- _Directive_
Your task is to return the line containing "Would you mind annotating the trouser" plus every line after it, exactly and with nothing added.

Lines of data:
################

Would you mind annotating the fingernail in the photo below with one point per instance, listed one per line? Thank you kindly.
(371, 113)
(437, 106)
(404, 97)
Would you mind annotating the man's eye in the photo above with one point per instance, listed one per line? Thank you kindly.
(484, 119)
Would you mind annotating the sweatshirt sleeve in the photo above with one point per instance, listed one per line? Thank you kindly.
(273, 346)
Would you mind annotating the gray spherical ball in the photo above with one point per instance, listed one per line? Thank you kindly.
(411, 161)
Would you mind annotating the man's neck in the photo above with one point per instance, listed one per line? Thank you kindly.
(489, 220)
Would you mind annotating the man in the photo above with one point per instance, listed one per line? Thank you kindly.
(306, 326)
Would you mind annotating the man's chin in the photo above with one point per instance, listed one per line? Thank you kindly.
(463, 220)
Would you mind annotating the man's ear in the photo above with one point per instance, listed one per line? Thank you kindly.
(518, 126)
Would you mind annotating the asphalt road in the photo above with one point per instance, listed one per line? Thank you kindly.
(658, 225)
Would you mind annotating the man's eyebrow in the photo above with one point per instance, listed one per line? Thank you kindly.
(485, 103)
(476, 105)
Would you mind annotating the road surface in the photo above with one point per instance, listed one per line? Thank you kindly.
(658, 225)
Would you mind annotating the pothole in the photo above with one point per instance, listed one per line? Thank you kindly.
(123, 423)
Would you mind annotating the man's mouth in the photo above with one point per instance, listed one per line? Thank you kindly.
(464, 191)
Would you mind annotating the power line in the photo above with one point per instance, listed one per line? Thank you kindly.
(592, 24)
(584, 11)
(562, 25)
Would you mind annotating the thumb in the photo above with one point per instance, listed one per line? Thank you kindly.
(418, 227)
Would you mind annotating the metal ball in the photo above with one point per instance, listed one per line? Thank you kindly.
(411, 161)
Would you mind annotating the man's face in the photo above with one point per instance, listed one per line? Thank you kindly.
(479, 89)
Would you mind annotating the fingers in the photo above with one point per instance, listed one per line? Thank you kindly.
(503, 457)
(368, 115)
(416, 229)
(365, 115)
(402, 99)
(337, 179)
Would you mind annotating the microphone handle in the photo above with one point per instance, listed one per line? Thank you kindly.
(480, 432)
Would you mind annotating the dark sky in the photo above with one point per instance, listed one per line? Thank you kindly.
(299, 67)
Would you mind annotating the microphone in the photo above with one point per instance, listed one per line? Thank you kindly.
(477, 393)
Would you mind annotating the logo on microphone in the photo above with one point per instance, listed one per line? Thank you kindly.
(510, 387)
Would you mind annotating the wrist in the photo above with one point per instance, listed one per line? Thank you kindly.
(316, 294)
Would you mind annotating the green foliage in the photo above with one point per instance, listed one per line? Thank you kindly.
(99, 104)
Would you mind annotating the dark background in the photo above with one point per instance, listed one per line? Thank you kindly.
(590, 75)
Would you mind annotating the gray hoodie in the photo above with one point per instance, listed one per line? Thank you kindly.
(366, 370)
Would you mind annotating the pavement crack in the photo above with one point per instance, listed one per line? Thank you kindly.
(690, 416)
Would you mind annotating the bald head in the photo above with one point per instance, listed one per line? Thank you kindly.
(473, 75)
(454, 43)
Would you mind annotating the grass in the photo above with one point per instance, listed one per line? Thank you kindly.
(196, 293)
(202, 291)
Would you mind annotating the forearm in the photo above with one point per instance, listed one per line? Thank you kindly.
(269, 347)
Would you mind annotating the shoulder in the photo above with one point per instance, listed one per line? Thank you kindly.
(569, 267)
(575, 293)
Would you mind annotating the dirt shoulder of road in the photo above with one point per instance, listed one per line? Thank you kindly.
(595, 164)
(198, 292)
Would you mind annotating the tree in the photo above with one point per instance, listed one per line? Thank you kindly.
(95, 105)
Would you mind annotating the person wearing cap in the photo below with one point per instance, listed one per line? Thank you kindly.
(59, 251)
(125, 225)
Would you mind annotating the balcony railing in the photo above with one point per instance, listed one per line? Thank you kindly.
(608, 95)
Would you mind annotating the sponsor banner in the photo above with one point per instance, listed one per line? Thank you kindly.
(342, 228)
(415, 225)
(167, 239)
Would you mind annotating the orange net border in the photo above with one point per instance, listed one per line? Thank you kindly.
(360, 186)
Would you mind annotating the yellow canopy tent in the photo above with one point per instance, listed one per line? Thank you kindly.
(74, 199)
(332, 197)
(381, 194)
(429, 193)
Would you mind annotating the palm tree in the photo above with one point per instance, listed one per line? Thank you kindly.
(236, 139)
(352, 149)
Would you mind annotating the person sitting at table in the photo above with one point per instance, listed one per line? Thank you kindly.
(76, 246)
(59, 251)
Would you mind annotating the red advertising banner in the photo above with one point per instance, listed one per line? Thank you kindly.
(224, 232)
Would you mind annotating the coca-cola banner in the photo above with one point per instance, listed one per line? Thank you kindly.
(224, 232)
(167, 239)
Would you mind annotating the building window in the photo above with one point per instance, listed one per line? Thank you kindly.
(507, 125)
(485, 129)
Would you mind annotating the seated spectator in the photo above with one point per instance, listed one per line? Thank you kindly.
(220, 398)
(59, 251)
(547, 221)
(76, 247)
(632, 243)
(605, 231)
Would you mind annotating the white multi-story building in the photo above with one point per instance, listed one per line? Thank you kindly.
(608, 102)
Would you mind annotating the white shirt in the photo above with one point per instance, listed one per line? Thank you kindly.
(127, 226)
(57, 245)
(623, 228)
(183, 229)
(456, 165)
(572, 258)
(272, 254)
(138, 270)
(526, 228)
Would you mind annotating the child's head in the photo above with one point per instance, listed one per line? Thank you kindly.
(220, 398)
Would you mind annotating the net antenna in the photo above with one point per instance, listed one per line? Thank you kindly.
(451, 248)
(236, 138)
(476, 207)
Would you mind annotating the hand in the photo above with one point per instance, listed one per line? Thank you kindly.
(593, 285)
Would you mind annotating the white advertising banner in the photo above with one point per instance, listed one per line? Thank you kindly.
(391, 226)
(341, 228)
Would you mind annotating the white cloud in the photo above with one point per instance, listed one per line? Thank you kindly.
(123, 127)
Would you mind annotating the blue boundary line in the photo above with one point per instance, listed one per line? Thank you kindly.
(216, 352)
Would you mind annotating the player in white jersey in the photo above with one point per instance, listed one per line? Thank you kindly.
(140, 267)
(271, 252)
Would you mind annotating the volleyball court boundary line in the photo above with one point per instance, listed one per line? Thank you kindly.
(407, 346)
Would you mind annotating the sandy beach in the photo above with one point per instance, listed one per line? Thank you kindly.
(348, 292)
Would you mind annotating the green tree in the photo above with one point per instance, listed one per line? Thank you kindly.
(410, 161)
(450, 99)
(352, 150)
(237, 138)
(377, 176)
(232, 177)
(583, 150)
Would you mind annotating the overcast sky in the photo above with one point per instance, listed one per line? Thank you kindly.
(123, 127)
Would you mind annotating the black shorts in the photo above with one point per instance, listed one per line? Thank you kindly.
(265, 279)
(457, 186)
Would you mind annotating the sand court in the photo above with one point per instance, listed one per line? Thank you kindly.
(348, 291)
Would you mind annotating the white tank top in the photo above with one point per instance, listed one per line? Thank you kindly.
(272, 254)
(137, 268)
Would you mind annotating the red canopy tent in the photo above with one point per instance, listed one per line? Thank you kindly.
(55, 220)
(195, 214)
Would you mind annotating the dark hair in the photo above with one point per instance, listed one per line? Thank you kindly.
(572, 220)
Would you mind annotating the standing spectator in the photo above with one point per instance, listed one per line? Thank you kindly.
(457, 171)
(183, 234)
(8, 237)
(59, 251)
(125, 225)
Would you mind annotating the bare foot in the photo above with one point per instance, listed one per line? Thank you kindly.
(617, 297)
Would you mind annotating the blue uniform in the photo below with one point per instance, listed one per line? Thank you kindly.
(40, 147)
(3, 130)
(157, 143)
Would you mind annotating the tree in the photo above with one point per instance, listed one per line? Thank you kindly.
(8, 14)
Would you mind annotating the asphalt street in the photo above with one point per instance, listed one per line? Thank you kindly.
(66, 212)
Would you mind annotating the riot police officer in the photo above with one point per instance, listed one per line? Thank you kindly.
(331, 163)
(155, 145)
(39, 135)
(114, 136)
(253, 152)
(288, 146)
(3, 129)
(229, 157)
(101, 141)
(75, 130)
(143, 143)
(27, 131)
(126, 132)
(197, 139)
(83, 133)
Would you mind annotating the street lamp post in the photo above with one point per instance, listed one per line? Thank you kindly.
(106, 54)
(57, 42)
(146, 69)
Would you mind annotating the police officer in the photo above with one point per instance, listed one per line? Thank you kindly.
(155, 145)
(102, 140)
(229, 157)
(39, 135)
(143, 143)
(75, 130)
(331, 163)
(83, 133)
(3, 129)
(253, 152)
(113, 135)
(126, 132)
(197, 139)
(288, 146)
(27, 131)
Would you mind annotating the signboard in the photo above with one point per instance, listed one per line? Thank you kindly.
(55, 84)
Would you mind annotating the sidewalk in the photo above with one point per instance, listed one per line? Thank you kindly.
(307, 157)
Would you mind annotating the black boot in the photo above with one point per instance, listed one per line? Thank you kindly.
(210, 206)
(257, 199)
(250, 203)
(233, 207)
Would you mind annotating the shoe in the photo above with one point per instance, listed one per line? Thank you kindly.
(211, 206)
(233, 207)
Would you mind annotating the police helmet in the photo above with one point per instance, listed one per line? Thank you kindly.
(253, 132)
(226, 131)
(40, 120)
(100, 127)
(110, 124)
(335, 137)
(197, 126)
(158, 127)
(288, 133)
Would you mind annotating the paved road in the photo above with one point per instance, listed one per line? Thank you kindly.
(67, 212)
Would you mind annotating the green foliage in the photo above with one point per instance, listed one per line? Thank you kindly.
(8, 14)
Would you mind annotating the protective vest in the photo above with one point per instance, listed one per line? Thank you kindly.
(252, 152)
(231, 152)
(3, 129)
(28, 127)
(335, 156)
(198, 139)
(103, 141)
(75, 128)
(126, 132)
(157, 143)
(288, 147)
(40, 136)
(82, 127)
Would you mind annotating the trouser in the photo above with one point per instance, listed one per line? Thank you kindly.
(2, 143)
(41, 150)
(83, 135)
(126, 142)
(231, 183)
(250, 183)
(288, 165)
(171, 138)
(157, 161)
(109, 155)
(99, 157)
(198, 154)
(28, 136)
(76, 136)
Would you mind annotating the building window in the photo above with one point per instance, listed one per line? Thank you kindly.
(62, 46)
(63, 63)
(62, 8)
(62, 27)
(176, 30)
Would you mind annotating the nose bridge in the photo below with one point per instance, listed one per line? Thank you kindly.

################

- _The result_
Would you mind annotating the trouser in the photo above with one point per instance, listed one per line? Thank you kindly.
(2, 143)
(41, 150)
(83, 135)
(126, 142)
(231, 183)
(250, 183)
(288, 165)
(171, 138)
(157, 161)
(109, 155)
(99, 157)
(198, 154)
(28, 136)
(76, 136)
Would you mind annotating the building window in the photo above with one point per instance, listed one per line? Thank you kindly.
(62, 46)
(63, 63)
(62, 8)
(62, 27)
(176, 30)
Would you mind annotating the nose bridge in the photo below with one point per instance, listed one per line? Thank you kindly.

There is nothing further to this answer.